Document text:
What You ‘Audit’ Know about Finances

All of you received your tax forms already. The government is on the ball when it comes to its finances, or at least when it comes to getting its finances from us. And a big part of your reporting is going to depend on how well you have maintained your records. The same goes for nonprofits – their record keeping is important to donor tax returns and to their own reporting.

So at tax time let’s look at some of the issues that are important in a functioning nonprofit. First, those donor tax receipts – so important to your donors. That is why financial records management is so important to nonprofits. An agency should have appropriate financial controls in place to receive, record and acknowledge donations. Each donor has the right to expect proper acknowledgment of donations, whether these donations were cash, stock, property or “in-kind” donations. Whether an agency manages this income with computer software or the old fashioned way, the Board has the responsibility to see that a ”fail-safe” process is in place.

Entries supplied:
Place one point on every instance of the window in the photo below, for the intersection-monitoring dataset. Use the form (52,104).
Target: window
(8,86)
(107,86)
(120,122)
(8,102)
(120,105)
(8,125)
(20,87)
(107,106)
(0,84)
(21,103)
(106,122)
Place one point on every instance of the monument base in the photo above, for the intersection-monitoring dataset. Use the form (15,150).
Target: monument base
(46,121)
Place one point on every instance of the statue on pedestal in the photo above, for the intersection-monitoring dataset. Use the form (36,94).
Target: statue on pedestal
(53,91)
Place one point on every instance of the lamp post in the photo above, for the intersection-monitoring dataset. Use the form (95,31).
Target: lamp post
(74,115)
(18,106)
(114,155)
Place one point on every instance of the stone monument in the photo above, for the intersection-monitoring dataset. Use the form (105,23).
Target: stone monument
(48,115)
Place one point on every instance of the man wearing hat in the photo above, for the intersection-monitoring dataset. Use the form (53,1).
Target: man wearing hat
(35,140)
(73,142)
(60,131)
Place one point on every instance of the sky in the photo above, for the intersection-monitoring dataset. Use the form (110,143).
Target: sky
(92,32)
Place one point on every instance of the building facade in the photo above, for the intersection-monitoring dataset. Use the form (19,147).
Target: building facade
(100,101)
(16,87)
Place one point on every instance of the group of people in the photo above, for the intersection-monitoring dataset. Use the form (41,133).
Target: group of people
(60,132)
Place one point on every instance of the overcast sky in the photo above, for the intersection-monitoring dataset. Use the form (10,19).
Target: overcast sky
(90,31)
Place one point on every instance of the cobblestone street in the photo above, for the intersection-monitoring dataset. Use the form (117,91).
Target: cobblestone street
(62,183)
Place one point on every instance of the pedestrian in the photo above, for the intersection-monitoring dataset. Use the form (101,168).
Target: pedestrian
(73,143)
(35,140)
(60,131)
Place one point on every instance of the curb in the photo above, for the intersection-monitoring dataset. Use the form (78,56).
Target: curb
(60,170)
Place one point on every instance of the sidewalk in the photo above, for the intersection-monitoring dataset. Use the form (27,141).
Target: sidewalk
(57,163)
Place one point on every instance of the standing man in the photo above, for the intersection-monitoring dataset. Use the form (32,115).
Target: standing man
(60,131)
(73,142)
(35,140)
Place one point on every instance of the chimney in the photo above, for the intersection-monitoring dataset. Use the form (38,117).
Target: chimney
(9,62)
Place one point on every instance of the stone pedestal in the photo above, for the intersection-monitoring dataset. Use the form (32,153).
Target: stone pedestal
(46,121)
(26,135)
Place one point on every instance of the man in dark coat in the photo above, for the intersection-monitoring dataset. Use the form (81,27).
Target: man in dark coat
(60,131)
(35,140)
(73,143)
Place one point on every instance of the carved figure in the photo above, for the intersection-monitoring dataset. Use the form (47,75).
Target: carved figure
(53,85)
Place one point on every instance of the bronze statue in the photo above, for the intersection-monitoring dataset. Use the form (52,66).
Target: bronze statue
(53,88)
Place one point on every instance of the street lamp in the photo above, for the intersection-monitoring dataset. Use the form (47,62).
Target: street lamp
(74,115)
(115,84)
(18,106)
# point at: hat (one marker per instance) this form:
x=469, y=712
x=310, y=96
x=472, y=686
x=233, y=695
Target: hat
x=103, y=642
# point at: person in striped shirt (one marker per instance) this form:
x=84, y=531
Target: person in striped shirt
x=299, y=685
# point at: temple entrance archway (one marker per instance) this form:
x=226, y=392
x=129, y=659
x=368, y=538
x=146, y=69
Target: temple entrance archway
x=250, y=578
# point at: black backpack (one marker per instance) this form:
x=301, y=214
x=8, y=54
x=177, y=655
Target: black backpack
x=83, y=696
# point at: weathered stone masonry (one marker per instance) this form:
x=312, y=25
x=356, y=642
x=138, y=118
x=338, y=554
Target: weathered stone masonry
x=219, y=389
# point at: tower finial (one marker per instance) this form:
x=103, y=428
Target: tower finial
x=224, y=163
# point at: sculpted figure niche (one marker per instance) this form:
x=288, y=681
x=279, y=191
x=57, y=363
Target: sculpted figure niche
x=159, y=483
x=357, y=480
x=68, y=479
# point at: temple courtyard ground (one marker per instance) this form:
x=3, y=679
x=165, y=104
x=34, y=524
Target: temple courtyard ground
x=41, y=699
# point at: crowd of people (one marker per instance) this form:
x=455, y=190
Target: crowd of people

Exercise objective: Reproduce the passage from the text about nonprofit financial records from "What You ‘Audit’" up to and including "their own reporting.". Work only from the text about nonprofit financial records.

Exercise solution:
What You ‘Audit’ Know about Finances

All of you received your tax forms already. The government is on the ball when it comes to its finances, or at least when it comes to getting its finances from us. And a big part of your reporting is going to depend on how well you have maintained your records. The same goes for nonprofits – their record keeping is important to donor tax returns and to their own reporting.